• **Stated exercise**: Show every line of the entries below that contains the string "branch", matching case exactly.

##### Extracted information #####

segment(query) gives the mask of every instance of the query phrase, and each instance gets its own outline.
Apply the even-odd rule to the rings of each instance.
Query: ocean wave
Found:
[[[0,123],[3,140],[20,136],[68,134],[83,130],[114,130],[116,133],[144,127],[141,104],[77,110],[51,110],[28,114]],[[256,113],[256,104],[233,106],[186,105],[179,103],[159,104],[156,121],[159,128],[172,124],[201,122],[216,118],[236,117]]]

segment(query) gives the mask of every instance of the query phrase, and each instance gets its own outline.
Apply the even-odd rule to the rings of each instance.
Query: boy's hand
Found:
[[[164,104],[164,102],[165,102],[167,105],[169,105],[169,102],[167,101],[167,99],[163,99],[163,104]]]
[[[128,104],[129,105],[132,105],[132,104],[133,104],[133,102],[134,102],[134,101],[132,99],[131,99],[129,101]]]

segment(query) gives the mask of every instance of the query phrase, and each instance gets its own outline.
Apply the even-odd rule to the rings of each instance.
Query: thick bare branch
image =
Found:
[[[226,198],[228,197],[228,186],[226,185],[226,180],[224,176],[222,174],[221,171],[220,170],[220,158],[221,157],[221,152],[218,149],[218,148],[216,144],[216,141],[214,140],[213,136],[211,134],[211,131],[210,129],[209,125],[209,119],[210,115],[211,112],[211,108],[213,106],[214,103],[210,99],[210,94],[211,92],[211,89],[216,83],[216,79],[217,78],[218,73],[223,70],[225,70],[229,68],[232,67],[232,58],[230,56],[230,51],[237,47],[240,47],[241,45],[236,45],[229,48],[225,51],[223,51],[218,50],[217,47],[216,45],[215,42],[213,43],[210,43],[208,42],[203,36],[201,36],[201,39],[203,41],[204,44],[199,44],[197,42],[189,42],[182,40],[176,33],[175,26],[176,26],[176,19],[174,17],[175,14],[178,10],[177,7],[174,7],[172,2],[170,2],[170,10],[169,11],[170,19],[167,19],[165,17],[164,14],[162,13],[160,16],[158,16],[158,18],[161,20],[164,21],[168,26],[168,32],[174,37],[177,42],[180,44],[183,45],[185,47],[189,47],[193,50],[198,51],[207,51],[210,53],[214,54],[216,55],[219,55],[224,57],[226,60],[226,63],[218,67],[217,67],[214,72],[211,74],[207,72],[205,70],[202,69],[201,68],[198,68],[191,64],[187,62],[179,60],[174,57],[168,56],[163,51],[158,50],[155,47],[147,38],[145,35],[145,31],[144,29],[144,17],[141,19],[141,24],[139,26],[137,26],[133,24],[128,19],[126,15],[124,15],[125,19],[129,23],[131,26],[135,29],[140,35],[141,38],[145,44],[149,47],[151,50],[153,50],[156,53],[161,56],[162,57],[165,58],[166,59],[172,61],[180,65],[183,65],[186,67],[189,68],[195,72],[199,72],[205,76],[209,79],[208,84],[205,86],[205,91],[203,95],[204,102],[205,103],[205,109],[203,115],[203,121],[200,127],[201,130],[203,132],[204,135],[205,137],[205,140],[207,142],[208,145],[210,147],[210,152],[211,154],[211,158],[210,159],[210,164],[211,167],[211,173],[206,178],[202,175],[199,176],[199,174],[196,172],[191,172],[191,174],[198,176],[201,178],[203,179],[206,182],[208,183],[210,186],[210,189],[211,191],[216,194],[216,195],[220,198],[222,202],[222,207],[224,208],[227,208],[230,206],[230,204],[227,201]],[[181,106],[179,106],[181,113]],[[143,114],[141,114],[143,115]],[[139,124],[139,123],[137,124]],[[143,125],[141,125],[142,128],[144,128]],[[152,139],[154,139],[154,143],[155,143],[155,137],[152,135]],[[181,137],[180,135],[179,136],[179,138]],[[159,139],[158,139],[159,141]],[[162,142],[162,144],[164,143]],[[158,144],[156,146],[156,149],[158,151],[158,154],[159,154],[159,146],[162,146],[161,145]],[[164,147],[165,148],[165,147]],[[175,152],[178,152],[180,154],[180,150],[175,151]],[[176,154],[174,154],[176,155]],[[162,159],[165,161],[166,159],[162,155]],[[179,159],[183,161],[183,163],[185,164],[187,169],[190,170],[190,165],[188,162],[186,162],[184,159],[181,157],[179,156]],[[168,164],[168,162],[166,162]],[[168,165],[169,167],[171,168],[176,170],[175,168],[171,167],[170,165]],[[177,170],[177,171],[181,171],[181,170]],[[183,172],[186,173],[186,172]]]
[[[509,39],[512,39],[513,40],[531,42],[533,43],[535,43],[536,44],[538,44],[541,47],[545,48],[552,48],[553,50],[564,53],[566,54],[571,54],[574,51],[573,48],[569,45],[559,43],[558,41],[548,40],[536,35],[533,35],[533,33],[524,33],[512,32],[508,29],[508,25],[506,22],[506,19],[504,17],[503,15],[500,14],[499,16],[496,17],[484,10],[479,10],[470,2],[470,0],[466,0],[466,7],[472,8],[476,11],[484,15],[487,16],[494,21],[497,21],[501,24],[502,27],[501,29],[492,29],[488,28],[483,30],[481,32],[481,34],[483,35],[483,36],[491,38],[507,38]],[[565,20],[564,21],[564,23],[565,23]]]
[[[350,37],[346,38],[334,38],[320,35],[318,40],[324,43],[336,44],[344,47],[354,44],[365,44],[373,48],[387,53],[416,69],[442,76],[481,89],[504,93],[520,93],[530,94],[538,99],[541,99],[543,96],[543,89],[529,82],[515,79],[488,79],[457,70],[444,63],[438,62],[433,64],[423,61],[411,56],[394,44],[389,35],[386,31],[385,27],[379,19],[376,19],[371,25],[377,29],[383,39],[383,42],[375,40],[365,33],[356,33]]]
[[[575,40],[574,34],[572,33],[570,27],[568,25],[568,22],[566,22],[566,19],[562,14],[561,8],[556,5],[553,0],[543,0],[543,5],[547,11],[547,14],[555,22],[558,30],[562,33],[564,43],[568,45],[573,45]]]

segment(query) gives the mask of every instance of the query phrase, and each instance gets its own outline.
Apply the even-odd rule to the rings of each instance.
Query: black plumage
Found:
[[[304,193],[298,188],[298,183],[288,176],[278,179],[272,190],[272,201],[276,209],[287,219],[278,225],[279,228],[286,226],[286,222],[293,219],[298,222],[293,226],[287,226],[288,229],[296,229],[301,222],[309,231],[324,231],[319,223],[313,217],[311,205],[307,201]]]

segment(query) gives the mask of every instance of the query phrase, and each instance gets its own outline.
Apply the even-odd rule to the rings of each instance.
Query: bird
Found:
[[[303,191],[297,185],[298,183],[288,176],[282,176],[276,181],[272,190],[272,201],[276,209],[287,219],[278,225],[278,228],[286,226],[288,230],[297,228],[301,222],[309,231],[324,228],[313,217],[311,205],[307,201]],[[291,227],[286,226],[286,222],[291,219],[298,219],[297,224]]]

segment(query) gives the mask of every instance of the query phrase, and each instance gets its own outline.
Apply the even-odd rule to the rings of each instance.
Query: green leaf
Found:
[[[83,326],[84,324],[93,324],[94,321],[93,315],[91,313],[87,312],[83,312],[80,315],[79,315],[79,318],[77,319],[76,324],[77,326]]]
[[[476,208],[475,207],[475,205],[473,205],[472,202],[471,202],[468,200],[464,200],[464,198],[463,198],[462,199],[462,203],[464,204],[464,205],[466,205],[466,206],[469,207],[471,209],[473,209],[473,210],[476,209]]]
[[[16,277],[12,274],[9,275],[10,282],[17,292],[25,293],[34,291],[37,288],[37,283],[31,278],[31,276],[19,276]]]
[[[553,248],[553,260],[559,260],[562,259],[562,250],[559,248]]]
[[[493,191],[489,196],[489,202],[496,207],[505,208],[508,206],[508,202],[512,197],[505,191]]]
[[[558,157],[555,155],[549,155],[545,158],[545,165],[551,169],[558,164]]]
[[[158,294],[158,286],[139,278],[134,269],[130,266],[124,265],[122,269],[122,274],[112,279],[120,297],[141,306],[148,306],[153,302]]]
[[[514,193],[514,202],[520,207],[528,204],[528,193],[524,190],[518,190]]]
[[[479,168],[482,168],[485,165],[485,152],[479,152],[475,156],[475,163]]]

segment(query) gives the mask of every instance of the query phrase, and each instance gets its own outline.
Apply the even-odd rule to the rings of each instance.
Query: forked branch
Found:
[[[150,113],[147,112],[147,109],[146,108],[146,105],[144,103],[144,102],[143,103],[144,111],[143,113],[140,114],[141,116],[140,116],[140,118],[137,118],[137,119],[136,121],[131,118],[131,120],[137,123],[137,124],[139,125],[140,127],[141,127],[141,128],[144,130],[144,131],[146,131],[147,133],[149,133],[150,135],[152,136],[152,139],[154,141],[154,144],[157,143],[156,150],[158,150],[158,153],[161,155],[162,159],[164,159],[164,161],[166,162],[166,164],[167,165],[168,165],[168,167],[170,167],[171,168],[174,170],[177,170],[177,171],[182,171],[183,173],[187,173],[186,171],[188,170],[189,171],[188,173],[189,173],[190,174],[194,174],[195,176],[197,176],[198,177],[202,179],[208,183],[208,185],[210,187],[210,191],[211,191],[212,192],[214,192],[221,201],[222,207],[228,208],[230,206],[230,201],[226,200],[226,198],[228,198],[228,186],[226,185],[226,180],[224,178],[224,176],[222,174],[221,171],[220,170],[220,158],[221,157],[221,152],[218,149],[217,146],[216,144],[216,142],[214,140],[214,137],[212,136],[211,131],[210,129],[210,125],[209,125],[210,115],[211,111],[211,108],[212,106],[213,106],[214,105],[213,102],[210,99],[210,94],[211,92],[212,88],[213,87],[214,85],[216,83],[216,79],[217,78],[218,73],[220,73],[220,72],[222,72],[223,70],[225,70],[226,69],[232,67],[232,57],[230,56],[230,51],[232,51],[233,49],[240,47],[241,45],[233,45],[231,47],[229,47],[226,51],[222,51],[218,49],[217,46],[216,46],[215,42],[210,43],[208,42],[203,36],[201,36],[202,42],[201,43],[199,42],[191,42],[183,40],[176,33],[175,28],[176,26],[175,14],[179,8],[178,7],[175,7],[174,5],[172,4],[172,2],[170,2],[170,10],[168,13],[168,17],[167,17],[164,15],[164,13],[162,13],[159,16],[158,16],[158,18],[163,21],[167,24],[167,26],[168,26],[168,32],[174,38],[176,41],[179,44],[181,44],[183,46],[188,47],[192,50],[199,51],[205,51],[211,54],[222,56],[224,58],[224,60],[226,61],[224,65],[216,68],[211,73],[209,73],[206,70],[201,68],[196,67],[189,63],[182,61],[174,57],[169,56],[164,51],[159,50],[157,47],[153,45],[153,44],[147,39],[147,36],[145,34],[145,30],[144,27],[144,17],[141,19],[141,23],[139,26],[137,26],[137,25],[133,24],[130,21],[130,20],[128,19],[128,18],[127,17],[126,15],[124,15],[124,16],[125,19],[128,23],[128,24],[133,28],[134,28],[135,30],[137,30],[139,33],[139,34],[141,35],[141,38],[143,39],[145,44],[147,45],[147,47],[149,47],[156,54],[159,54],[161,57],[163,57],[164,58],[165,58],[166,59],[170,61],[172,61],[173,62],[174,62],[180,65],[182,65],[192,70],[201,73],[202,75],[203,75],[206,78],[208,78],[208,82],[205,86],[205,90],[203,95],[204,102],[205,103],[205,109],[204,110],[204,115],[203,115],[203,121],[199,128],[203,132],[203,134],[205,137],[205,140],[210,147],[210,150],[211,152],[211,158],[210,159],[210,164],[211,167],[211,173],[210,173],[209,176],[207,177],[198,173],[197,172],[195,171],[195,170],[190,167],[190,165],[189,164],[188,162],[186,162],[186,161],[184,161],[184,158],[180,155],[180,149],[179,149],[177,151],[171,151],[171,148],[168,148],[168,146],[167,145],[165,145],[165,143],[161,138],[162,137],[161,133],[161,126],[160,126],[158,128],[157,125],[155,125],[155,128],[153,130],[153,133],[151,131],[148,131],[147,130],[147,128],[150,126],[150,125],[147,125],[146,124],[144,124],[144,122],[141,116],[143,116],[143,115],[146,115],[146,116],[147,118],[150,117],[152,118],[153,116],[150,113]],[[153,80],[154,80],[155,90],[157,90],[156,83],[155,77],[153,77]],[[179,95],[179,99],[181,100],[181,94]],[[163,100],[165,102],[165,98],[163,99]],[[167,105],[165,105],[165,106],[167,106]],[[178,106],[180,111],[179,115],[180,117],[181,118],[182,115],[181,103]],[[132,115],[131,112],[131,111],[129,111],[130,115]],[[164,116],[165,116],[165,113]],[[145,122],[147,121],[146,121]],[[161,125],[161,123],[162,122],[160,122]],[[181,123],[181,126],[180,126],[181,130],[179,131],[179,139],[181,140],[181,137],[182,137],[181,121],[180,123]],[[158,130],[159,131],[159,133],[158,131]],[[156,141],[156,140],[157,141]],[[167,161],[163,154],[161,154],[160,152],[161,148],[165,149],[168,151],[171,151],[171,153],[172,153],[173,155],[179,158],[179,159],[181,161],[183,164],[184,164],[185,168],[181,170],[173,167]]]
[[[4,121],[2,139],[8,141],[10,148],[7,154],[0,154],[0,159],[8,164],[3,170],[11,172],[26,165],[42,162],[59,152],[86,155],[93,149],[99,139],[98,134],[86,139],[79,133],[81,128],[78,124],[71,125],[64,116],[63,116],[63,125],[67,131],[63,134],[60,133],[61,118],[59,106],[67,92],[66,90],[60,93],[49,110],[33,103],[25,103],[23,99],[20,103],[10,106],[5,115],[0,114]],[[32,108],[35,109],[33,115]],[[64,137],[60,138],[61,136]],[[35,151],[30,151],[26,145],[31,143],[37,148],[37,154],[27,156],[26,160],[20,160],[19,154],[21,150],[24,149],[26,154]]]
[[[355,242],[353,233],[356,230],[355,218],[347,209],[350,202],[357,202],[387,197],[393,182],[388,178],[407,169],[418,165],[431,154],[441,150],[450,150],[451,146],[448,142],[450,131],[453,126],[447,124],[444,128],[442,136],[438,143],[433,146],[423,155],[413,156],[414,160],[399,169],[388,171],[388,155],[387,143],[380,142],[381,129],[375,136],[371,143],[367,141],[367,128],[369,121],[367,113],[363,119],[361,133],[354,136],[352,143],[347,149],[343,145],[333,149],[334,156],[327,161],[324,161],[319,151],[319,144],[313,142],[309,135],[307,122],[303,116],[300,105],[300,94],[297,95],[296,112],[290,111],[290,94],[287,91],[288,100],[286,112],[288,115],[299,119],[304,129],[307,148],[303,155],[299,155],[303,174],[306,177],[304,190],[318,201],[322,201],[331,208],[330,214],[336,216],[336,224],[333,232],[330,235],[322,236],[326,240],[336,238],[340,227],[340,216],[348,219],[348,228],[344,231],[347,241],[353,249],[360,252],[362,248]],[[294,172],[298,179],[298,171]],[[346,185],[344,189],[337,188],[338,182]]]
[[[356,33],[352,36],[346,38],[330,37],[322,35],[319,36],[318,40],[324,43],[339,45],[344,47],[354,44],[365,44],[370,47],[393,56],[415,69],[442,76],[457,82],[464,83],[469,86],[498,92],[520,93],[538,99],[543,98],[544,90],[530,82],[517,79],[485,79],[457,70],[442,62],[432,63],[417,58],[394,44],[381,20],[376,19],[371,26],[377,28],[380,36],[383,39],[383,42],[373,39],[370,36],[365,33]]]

#####

• **Answer to the problem**:
Query: thick bare branch
Query: forked branch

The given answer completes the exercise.